— SOURCE —
**********

The jacket, waistcoat, socks, shirt and tie you are wearing with your kilt must be suitable for the event you are attending. Also, you must have a sgian dubh (a single-edged knife) as part of your Highland dress, along with garter flashes to keep your socks up, a kilt pin, a belt, and the traditional ghillie brogue shoes.

An optional part of Highland dress which you may wish to wear is the shoulder plaid, which can be attached to your jacket with a plaid brooch. The shoulder plaid is generally worn at weddings, and can be worn for photos then removed later, depending on your preference.

Choosing a tartan

Kilts are a popular choice for graduation ceremonies. Picture: Neil HannaKilts are a popular choice for graduation ceremonies. Picture: Neil Hanna
Kilts are a popular choice for graduation ceremonies. Picture: Neil Hanna

When choosing a tartan, most people make the decision based on their family name. If you are from Scottish ancestry, it is likely that your surname will be associated with a clan tartan. Otherwise, one of your parents or grandparents may have a Scottish surname.

**********

— DATA EXCERPT —
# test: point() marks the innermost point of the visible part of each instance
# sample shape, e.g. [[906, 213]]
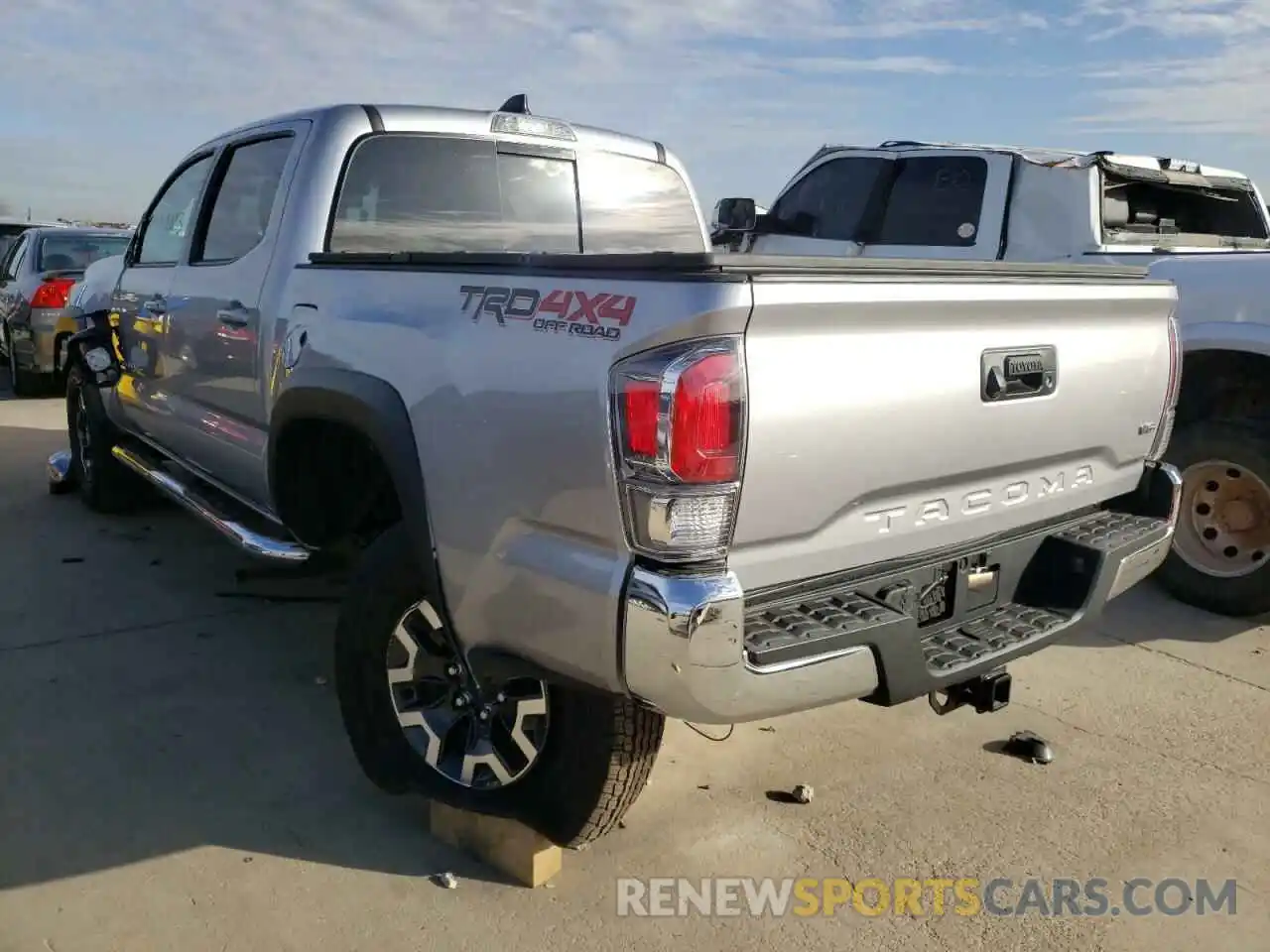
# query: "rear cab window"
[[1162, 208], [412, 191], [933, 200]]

**********

— PROBLEM 1 —
In the kilt text, what purpose do garter flashes serve in Highland dress?
— PROBLEM 2 —
Please copy the kilt text, starting at "When choosing a" and ending after "a Scottish surname.", and rename "surname" to "last name" throughout.
Answer from the kilt text alone.

— TASK RESULT 1 —
Garter flashes keep your socks up.

— TASK RESULT 2 —
When choosing a tartan, most people make the decision based on their family name. If you are from Scottish ancestry, it is likely that your last name will be associated with a clan tartan. Otherwise, one of your parents or grandparents may have a Scottish last name.